*What to produce:* Your job with the data below is to output exactly the lines from the one holding "query: shoulder" down to the one holding "query: eyelash", both included, and no others.

*Data:*
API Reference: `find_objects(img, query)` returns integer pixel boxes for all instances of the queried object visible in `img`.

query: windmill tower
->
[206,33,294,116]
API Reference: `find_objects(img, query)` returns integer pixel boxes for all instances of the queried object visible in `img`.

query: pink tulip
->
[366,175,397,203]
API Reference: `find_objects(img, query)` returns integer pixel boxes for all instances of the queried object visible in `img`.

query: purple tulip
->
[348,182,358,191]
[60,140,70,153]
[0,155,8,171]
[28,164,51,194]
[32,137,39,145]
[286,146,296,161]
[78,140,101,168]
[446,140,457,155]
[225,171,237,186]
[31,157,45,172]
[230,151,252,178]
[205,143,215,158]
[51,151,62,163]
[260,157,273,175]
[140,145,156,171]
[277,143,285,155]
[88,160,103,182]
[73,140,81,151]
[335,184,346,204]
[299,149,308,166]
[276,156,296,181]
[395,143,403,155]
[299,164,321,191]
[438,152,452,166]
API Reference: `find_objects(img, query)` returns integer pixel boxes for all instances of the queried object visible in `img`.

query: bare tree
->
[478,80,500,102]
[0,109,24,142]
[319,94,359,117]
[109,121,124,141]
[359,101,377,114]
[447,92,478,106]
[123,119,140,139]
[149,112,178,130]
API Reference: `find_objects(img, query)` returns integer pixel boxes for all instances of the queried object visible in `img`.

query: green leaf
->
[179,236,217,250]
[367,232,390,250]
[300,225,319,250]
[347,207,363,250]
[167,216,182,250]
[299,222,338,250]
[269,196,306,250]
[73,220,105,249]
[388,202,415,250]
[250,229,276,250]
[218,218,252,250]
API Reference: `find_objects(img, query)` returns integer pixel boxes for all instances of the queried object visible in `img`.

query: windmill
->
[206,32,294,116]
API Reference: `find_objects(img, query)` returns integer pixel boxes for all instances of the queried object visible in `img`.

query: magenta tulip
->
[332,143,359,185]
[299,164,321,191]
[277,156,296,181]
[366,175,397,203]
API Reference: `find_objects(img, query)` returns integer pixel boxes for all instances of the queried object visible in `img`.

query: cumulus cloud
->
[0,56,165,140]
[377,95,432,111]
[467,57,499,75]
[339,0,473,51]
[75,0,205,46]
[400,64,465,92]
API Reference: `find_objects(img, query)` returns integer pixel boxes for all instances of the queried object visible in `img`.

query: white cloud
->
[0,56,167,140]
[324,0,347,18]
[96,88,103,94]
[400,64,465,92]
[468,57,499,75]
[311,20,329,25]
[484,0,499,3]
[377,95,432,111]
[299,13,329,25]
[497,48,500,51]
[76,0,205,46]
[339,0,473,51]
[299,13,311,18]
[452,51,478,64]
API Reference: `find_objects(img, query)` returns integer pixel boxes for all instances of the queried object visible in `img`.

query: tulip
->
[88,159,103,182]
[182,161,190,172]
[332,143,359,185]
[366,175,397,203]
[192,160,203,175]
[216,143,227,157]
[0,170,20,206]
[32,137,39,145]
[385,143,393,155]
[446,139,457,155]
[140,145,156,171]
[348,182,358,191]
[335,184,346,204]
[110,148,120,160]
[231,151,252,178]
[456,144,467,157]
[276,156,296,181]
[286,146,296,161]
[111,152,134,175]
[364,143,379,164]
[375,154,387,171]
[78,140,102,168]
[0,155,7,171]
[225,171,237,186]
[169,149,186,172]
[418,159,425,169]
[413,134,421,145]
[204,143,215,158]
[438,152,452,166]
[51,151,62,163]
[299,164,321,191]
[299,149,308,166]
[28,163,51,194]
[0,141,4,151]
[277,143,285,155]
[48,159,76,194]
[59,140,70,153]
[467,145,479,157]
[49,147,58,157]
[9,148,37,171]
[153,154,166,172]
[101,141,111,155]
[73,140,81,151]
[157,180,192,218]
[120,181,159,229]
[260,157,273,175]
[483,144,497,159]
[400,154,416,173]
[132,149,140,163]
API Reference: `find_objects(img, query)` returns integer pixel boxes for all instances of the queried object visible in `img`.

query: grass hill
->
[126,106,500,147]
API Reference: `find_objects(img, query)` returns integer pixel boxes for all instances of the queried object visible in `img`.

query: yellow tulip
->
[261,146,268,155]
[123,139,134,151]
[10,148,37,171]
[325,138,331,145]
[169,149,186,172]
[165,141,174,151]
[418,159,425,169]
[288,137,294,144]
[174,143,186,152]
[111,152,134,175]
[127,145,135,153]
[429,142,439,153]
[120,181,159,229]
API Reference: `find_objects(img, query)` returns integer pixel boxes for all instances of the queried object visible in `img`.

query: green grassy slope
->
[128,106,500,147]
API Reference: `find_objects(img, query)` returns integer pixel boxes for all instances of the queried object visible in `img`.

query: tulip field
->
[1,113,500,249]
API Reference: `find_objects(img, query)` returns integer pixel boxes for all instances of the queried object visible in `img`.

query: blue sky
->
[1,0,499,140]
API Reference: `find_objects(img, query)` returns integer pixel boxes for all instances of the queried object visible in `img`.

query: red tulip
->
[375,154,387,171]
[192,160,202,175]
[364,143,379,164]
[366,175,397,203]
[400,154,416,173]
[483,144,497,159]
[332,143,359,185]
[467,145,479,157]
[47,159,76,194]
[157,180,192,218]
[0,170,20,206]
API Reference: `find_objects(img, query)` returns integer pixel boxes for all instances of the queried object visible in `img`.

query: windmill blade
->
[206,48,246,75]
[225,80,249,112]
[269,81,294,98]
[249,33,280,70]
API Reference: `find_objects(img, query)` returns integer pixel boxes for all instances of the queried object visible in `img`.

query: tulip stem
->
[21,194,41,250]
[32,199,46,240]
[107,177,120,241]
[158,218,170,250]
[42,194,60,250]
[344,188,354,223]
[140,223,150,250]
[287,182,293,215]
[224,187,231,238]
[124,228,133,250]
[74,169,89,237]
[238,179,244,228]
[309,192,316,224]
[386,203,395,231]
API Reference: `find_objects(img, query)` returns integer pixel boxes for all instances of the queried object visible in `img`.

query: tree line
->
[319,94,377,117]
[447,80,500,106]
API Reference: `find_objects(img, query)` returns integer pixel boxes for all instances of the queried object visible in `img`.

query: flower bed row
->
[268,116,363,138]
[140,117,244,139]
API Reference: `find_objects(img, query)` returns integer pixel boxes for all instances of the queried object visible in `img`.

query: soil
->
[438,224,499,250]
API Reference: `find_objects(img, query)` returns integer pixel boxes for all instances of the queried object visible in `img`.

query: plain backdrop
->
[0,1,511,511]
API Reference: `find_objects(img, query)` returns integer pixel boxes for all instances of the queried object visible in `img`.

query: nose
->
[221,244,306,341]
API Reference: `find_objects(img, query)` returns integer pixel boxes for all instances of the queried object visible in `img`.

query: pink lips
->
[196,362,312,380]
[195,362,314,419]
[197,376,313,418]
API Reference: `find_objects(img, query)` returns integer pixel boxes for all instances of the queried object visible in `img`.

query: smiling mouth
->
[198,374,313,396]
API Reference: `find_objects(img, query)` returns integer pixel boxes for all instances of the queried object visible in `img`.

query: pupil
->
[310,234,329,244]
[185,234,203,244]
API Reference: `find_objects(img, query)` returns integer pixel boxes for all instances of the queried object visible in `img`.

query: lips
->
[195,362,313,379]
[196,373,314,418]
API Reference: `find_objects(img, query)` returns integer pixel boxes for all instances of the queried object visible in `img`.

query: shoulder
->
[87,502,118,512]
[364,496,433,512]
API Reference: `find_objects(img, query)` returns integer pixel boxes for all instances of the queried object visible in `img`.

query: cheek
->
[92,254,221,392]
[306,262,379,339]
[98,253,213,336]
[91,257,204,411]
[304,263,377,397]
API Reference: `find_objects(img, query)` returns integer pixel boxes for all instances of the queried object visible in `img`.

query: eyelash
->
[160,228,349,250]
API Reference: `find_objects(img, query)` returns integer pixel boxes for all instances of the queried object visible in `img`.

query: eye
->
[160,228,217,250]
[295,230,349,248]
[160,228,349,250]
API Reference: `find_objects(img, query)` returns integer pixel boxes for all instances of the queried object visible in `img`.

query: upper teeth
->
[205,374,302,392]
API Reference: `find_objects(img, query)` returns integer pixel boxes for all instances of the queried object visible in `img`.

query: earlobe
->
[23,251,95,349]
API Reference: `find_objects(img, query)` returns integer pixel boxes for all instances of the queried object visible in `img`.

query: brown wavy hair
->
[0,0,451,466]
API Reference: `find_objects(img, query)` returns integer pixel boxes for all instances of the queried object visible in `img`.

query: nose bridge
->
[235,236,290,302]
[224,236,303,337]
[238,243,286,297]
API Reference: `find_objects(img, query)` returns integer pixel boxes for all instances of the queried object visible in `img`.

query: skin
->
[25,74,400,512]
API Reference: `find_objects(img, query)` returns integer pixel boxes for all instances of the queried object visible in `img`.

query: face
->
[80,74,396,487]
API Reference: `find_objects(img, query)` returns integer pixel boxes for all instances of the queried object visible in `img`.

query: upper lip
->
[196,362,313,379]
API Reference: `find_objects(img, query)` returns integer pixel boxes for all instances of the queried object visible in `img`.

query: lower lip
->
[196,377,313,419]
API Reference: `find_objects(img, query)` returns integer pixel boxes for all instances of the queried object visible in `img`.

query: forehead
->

*Answer to the exercise:*
query: shoulder
->
[87,502,118,512]
[364,496,433,512]
API Reference: `find_objects(img, query)` returns integer pixel boxes for all instances of the queried object visible in `img`.

query: cheek
->
[92,254,221,392]
[306,262,379,339]
[98,253,213,336]
[91,257,204,411]
[304,263,377,397]
API Reference: `find_objects(img, query)` returns integer pixel boxes for all instances of the queried object visible in `img`.

query: eyelash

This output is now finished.